Work required: Locate the line containing "Would you be able to point at the red", then please write out that line and all the lines below it in the entries exactly.
○ ○ ○ ○ ○
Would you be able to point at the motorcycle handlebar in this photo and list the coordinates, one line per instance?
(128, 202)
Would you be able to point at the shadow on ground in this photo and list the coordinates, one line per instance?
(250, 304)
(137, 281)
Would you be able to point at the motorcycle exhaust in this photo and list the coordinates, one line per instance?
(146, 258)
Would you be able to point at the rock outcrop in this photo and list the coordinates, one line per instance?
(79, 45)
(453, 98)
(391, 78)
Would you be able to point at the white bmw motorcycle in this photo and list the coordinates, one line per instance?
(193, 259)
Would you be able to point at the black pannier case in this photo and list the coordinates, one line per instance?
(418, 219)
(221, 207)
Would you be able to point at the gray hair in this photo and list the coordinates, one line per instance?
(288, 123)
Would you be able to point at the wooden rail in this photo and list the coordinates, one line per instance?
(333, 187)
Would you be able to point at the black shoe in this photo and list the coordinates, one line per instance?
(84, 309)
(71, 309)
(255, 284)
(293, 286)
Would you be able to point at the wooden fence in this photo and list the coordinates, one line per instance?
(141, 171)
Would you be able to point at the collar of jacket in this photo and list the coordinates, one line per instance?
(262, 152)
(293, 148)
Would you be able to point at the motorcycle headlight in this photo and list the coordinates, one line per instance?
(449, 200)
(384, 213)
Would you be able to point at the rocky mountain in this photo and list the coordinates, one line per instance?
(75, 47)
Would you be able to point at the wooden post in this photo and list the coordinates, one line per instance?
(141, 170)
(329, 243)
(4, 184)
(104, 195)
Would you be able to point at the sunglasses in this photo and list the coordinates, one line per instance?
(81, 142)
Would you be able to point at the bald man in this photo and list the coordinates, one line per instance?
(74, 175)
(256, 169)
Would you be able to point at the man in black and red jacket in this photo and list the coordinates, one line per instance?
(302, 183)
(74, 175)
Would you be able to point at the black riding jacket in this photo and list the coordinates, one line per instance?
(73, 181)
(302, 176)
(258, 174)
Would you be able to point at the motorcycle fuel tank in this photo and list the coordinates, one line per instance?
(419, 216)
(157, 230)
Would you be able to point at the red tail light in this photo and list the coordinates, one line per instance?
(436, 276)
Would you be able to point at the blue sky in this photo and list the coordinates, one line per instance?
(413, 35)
○ ○ ○ ○ ○
Answer box:
Would you be able to point at the red tail light in this photo and list the coordinates, one line per instance?
(436, 276)
Would you be able to point at the blue sky in this photo and list the coordinates, one line per instance?
(413, 35)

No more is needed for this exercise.